[Aim]
From the entries below, extract each line that contains the string "bench" and copy it unchanged.

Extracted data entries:
:::
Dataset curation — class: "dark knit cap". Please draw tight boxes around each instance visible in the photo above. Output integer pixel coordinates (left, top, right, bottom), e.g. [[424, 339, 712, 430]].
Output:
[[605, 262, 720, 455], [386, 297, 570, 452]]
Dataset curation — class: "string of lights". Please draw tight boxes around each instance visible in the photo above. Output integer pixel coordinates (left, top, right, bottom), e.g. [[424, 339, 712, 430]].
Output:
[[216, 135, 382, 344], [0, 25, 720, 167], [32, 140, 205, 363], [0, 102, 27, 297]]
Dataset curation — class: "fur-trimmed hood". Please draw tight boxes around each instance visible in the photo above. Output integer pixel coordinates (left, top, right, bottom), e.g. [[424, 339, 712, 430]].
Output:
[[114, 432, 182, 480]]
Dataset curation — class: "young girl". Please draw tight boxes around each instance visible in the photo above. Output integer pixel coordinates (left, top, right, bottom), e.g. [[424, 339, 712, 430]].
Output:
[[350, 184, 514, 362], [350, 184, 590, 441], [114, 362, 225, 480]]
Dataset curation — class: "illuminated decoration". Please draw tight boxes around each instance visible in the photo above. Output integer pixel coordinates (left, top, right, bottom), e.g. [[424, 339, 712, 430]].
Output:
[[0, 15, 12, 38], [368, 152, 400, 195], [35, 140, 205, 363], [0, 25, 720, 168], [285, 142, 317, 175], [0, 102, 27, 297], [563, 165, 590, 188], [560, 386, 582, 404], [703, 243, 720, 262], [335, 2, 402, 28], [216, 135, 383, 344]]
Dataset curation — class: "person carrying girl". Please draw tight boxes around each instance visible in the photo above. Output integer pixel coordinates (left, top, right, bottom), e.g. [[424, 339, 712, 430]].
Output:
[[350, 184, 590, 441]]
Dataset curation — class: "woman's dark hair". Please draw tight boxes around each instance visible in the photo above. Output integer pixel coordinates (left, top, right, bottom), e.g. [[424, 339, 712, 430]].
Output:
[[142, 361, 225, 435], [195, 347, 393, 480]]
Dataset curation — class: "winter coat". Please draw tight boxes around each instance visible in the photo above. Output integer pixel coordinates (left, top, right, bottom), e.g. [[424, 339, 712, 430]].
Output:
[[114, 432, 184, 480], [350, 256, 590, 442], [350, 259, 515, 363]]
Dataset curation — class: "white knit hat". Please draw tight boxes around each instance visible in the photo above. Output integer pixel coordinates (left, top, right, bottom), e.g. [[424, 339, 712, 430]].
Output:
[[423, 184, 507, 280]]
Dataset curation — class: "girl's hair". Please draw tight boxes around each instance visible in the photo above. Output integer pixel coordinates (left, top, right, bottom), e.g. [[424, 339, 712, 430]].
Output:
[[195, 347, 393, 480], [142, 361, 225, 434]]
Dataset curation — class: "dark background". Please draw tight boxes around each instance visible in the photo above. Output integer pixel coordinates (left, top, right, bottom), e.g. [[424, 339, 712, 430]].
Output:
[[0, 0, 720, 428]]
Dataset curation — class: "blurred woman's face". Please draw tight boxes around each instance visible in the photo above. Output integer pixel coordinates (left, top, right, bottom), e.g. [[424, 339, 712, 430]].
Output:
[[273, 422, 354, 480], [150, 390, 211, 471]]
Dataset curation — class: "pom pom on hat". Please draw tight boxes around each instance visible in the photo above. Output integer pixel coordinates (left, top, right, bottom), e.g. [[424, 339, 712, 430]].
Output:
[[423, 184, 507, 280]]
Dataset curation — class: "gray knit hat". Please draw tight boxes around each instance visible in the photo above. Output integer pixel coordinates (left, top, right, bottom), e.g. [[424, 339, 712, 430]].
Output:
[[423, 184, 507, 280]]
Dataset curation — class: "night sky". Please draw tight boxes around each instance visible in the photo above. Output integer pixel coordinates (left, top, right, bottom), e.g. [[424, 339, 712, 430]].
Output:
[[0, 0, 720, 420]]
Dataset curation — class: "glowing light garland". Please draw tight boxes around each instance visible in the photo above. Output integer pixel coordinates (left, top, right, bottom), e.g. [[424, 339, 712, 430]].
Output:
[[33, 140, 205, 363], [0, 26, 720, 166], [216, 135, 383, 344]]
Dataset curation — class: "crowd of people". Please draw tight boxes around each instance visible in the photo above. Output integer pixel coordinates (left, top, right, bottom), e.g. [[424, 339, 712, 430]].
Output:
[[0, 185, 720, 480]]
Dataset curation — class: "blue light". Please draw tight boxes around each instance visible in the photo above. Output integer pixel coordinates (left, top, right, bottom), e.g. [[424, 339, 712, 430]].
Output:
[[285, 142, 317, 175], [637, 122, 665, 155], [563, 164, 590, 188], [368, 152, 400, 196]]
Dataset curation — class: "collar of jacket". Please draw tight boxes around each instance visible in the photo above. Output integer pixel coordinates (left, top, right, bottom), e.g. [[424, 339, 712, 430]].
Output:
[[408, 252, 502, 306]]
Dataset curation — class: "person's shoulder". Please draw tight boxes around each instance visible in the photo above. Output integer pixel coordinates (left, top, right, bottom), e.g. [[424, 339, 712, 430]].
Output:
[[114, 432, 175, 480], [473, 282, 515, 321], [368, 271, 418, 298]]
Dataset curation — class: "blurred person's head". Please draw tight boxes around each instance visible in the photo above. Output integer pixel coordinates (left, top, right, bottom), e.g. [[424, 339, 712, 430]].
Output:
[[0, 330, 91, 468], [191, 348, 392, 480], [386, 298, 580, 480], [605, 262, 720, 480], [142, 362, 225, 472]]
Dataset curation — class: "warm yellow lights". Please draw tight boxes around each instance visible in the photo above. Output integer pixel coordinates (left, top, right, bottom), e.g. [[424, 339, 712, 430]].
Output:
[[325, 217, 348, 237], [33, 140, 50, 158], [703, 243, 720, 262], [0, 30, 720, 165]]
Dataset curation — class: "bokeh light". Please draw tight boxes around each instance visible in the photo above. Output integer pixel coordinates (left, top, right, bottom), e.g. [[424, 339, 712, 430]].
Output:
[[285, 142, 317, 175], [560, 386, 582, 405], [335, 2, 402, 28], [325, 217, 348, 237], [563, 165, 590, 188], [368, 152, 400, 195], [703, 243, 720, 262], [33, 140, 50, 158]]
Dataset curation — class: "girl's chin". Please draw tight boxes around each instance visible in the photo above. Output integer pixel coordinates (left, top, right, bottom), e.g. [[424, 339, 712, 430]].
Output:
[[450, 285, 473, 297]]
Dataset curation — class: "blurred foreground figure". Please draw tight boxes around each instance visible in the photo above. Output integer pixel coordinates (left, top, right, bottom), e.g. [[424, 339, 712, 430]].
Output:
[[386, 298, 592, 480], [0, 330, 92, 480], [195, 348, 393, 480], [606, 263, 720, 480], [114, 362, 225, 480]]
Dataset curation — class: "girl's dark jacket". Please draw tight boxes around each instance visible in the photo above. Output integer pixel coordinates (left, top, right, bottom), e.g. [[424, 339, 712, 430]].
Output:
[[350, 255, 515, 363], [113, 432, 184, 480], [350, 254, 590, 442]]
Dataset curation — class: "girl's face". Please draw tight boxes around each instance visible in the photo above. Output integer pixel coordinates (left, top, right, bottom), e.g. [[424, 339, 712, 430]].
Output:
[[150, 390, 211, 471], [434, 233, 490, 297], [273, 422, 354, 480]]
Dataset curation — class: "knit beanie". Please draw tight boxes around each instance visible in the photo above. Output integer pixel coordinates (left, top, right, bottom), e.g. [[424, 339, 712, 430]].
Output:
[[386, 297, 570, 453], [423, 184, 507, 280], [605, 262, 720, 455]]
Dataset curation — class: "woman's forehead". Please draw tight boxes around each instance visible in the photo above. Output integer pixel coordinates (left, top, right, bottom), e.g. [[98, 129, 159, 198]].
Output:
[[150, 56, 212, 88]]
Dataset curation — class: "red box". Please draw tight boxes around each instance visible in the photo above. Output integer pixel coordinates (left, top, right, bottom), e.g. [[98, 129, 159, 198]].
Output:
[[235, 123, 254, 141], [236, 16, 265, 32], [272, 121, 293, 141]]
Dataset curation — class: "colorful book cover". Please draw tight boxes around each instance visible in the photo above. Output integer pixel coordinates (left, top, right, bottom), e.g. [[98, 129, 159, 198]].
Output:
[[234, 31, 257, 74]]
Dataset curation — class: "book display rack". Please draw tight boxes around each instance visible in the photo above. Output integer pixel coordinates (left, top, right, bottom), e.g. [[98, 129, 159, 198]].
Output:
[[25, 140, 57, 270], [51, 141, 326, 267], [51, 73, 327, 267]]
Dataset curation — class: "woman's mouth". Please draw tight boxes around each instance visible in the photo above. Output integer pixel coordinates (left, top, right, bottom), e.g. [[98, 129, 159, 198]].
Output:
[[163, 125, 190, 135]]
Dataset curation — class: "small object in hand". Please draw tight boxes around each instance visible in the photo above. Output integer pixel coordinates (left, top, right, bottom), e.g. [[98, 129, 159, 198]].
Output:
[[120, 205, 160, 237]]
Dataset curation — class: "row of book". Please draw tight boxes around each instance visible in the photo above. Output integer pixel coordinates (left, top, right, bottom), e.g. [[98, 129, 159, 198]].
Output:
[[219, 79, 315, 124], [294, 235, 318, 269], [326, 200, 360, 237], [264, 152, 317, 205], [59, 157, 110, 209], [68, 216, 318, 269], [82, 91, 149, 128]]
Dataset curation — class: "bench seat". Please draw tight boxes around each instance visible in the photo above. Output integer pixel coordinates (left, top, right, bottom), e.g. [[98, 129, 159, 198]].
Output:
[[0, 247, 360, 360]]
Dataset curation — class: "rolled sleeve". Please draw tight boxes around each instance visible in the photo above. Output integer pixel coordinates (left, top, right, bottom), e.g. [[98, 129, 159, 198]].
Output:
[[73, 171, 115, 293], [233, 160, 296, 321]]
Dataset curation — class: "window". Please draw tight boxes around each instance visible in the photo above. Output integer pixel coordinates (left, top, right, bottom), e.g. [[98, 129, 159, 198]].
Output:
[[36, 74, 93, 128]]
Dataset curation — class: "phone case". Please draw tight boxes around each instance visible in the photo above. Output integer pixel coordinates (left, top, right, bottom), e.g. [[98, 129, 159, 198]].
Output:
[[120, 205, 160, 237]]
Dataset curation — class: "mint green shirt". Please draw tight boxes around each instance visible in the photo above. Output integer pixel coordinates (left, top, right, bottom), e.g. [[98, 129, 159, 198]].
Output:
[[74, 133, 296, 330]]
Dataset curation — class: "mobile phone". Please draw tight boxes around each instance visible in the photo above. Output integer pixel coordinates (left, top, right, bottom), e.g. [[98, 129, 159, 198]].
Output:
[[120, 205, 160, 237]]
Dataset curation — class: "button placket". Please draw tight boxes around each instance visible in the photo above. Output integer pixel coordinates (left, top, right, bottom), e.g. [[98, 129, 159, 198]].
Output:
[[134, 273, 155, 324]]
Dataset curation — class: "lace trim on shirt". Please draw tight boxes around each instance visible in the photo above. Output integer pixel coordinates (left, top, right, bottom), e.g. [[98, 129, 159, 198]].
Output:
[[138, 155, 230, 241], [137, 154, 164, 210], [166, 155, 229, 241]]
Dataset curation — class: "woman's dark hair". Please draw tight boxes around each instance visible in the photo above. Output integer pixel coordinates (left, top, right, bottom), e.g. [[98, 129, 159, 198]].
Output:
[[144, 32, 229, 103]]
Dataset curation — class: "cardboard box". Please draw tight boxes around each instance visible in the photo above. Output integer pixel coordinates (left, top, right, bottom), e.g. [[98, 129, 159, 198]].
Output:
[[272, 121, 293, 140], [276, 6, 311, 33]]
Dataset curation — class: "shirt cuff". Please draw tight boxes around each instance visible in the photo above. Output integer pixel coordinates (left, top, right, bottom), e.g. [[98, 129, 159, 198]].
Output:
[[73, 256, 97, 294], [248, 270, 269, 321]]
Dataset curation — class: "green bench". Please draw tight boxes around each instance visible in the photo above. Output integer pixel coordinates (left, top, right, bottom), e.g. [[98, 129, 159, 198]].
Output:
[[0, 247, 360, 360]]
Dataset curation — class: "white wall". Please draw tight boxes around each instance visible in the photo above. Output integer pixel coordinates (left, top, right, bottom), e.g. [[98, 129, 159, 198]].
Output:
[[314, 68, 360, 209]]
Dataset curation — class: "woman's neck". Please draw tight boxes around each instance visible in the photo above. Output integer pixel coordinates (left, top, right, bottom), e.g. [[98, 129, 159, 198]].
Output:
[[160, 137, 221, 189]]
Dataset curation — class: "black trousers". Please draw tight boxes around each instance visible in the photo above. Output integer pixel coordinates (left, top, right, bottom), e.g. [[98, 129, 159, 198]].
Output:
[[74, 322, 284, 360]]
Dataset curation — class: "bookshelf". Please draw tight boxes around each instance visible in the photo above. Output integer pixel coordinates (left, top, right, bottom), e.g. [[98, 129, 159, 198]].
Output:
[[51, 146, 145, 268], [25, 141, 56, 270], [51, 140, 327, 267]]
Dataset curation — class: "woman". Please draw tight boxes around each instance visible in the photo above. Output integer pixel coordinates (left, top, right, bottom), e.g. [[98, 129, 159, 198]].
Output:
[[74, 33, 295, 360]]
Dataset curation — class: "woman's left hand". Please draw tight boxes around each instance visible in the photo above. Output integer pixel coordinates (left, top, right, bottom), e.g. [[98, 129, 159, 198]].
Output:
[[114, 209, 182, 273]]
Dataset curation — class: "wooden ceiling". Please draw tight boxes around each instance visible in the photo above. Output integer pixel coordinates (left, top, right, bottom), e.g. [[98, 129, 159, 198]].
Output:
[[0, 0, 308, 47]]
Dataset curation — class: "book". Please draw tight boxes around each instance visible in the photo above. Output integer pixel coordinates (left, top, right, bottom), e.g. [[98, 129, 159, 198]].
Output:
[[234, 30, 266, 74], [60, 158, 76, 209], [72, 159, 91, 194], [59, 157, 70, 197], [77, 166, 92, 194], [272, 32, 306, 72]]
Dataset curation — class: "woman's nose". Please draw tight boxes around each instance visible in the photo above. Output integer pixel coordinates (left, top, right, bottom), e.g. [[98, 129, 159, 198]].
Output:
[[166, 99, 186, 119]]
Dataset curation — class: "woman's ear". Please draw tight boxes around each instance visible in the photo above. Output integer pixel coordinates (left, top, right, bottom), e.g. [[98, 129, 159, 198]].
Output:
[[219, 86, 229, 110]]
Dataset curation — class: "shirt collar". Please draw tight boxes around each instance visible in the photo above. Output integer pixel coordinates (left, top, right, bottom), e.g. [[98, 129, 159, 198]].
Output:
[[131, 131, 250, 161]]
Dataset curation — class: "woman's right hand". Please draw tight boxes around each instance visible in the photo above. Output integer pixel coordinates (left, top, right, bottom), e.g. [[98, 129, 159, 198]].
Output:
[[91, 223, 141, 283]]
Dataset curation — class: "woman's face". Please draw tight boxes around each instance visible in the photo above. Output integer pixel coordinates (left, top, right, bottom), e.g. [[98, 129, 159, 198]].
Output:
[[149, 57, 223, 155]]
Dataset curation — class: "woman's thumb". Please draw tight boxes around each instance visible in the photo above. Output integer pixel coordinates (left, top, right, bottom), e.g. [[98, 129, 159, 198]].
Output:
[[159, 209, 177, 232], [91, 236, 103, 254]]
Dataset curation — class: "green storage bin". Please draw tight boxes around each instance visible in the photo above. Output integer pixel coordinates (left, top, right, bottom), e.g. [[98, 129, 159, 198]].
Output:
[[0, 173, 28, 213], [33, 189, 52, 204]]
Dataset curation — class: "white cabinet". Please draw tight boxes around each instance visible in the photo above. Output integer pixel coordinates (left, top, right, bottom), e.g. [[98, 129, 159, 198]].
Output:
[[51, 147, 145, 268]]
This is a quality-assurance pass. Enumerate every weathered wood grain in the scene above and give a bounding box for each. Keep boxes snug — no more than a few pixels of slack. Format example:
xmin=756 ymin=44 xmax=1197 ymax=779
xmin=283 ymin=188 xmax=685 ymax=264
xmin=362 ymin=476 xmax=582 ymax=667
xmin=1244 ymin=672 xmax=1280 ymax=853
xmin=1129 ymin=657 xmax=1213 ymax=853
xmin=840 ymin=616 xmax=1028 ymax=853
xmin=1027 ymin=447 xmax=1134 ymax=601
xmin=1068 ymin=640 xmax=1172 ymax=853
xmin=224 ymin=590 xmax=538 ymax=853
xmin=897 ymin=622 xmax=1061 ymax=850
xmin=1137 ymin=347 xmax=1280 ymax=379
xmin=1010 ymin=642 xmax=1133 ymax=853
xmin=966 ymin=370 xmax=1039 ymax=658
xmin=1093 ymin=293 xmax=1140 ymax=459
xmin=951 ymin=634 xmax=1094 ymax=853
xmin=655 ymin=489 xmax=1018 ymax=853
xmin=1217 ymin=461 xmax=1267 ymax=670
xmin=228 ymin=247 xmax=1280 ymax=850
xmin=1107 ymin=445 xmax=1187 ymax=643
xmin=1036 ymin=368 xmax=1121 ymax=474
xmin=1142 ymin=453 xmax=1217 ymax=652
:::
[Answer]
Dataset curation — class: "bench seat". Please draw tight boxes around each instance visible in the photo above. Output integer pixel coordinates (left, top, right, bottom), e.g. [[98, 129, 159, 198]].
Dataset curation — class: "green bench". Please draw tight boxes around each instance visible in the photo above. Output integer pixel coordinates (left, top, right, bottom), e.g. [[98, 129, 159, 198]].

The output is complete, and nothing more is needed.